== Text for analysis ==
────────

Important Questions for full Subject:

Chapter 1: ROLE OF A MANAGER

1. POLC Framework & Responsibilities: Define the four core functions of management (POLC). How do these functions relate to Henry Mintzberg's three primary managerial roles (Interpersonal, Informational, Decisional)?

2. Managerial Skills: Explain Robert Katz's three essential managerial skills (Technical, Human, Conceptual). Discuss how the relative importance of these skills changes across the three levels of management.

3. Systems Thinking: Explain the difference between an Open System and a Closed System view of an organization. Why is the Systems Approach crucial for effective strategic management?

Chapter 2: DECISION MAKING

1. Decision Context: Differentiate between Programmed and Non-Programmed decisions. Provide examples of decisions made under conditions of Risk versus Uncertainty.

2. Rationality in Decision Making: Compare and contrast the Rational Decision-Making Model with the Bounded Rationality Model. Why do managers often "satisfice" rather than "optimize" in real-world scenarios?

3. MBO and Group Dynamics: Outline the key steps and features of Management by Objectives (MBO). Describe two techniques (e.g., Nominal Group Technique or Delphi) used to enhance creativity and reduce bias in Group Decision Making (GDM).

Chapter 3: ORGANISATIONAL CLIMATE & CHANGE

1. Climate and Ethos: Explain the relationship between Organisational Climate and Managerial Ethos. How can a manager's ethos influence the psychological safety and communication effectiveness within the organization?

────────

== Data records ==
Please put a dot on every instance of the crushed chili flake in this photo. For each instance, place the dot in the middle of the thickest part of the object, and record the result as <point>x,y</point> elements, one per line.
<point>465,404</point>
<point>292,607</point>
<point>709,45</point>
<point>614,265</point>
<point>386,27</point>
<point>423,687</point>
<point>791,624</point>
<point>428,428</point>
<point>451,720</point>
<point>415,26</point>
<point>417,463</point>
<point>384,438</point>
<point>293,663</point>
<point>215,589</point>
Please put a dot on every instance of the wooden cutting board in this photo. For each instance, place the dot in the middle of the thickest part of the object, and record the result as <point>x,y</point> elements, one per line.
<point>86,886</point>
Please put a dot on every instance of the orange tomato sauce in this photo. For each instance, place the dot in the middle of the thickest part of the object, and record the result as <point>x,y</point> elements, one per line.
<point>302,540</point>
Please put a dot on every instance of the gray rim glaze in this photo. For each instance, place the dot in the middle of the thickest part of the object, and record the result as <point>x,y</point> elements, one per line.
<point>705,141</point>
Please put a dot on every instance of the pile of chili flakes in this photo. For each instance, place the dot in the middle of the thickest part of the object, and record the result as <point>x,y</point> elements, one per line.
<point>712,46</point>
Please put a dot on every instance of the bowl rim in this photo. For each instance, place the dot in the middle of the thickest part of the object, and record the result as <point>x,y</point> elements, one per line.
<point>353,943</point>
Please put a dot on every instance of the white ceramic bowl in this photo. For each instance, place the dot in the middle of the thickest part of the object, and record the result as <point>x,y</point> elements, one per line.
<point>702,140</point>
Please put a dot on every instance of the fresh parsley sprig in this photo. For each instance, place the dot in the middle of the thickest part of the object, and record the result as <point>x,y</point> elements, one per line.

────────

== Apply what you read ==
**a)** Answer these questions from the list of important management questions:
(i) Which three primary managerial roles are attributed to Henry Mintzberg?
(ii) Which two techniques are named as examples for improving group decision making?
(iii) What is the title of Chapter 3?
**b)** List every chapter title in the list of important management questions.
**c)** From the list of important management questions, quote the passage from "2. Managerial Skills: Explain" to "in real-world scenarios?".

== Task solutions ==
**a)**
(i) Interpersonal, Informational, and Decisional
(ii) Nominal Group Technique and Delphi
(iii) Organisational Climate & Change

**b)**
Role of a Manager
Decision Making
Organisational Climate & Change

**c)**
2. Managerial Skills: Explain Robert Katz's three essential managerial skills (Technical, Human, Conceptual). Discuss how the relative importance of these skills changes across the three levels of management.

3. Systems Thinking: Explain the difference between an Open System and a Closed System view of an organization. Why is the Systems Approach crucial for effective strategic management?

Chapter 2: DECISION MAKING

1. Decision Context: Differentiate between Programmed and Non-Programmed decisions. Provide examples of decisions made under conditions of Risk versus Uncertainty.

2. Rationality in Decision Making: Compare and contrast the Rational Decision-Making Model with the Bounded Rationality Model. Why do managers often "satisfice" rather than "optimize" in real-world scenarios?